Extract:

We plan to explore using YourBench on science textbooks (e.g., for automatically generating math problems) as a future extension of this work.


Replication of Additional Datasets

We thank the reviewer for suggesting additional dataset replications. We have successfully replicated 11 subsets of MMLU Pro. Please refer to our official comment for detailed results and reproduction methodology.


Adding LLM as judge ensemble to the MMLU replication

We deliberately chose not to use LLM-as-judge for MMLU replication to limit potential confounding factors and ensure verifiability when estimating dataset generation validity. However, we will add a comparison using an LLM-judge ensemble approach for both MMLU and our reproduction.


Generating multi-turn dialogues

While we have not yet explored this option, we believe it would be feasible with appropriate prompting modifications. YourBench's core framework provides LLMs and VLMs (our generators) with scaffolding to transform seed documents into structured data, allowing for various modifications. The framework's modular design enables users to easily extend functionality as needed.

Please refer to the following link, where you will be able to see our pipeline configuration, allowing researchers to add their own generation stages: Link


Best Practice Ensemble Configuration

Given the diverse domains of seed documents, we initially refrained from making specific recommendations. We suggest using frontier models from different families in an ensemble (e.g., Llama 70B, Qwen 72B, Mistral 132B, or GPT-4.1, Claude 4 Sonnet, Gemini 2.5 Pro) to reveal and mitigate inherent parametric biases in any single model's training. For cost-conscious users, we recommend consulting our Pareto frontier plots (Figures 3(b) and 8(a,b)) and selecting models based on domain-specific performance. For instance, models that excel on LegalBench would be better candidates for law-related ensembles.


We thank the reviewer for their time and effort in helping us refine our manuscript.

评论

I would like to thank the authors for their inspiring work. I will thus maintain my positive comments.

评论

Dear reviewer ERbz,

We appreciate your effort in reviewing our paper.

Please let us know if we have sufficiently addressed your questions. If needed, we'd be happy to discuss further / clarify any concerns!

审稿意见
2

Main idea: Framework (i.e. pipeline) for guiding language models to construct new benchmarks given minimal supervision

Evidence:

  • 7 subsets of MMLU have new replicas generated using YourBench
  • One (or two, depending on how one counts) new benchmarks are created to reduce contamination and test new knowledge post March 2025

接收理由

  • This is a compelling problem to work on and solve
  • The authors' framework and general overall approach seem sensible, albeit limited to question answering benchmarks

拒绝理由

I think this paper is conceptually fine, but needs to do a LOT more work to build trust in this framework/pipeline.

Given entries:
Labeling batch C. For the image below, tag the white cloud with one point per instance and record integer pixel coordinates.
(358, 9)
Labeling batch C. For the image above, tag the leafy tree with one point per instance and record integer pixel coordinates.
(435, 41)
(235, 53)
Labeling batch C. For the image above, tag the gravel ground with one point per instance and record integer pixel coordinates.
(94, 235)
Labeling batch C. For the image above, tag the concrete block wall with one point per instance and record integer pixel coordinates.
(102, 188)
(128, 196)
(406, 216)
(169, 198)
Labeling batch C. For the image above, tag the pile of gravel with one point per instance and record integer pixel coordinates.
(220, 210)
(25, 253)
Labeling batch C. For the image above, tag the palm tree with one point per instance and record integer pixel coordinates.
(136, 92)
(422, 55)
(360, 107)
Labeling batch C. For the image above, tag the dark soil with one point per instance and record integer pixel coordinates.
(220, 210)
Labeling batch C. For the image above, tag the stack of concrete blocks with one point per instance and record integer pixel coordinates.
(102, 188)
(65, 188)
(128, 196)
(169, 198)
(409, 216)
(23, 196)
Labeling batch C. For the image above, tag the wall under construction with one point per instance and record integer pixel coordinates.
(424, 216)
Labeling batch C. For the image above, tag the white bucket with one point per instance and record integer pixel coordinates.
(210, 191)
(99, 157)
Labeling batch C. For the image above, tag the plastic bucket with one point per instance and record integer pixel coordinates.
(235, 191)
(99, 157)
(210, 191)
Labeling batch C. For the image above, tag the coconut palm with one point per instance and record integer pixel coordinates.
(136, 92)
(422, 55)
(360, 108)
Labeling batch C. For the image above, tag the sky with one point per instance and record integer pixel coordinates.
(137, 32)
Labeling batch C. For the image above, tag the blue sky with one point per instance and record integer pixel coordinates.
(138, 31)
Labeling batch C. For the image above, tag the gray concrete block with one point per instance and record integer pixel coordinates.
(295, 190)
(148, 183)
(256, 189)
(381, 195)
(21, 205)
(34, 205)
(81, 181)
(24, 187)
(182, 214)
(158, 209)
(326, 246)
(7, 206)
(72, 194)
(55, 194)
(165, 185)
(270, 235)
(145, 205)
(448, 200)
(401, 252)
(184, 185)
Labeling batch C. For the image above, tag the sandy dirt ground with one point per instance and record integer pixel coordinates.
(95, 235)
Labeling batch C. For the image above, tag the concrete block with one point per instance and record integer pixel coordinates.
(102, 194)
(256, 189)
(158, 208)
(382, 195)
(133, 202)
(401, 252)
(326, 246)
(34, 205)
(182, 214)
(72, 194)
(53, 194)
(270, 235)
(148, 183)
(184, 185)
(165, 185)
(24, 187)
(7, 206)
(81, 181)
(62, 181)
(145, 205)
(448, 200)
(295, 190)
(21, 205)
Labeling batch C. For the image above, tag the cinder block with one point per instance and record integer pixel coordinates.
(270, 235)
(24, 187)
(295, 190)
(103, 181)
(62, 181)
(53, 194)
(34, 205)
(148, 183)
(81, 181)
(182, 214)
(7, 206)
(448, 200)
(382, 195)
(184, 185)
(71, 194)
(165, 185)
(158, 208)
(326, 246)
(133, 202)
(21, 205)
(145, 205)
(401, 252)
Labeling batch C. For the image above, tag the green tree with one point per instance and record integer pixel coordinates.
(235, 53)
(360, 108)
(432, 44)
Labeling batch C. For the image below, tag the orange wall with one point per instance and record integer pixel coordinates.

Exercise instructions:
(1) Update the review discussion from "Replication of Additional" up to and including "and reproduction methodology.", replacing "MMLU Pro" with "MMLU-Pro".
(2) Say whether each statement agrees with the review discussion, answering yes or no and quoting the words that decide it.
(a) The authors replicated 11 subsets of MMLU Pro.
(b) The authors used LLM-as-judge for the MMLU replication.
(c) The authors have already explored generating multi-turn dialogues.
(3) Answer these questions from the review discussion.
(a) Which benchmark is given as an example for picking models for law-related ensembles?
(b) How many subsets of MMLU does the reviewer's evidence say have new replicas?
(c) New knowledge after what month and year do the new benchmarks test?
The items have nothing to do with the review discussion.

Answers to the exercise:
(1)
Replication of Additional Datasets

We thank the reviewer for suggesting additional dataset replications. We have successfully replicated 11 subsets of MMLU-Pro. Please refer to our official comment for detailed results and reproduction methodology.

(2)
(a) Yes: "We have successfully replicated 11 subsets of MMLU Pro."
(b) No: "We deliberately chose not to use LLM-as-judge for MMLU replication"
(c) No: "While we have not yet explored this option"

(3)
(a) LegalBench
(b) 7
(c) March 2025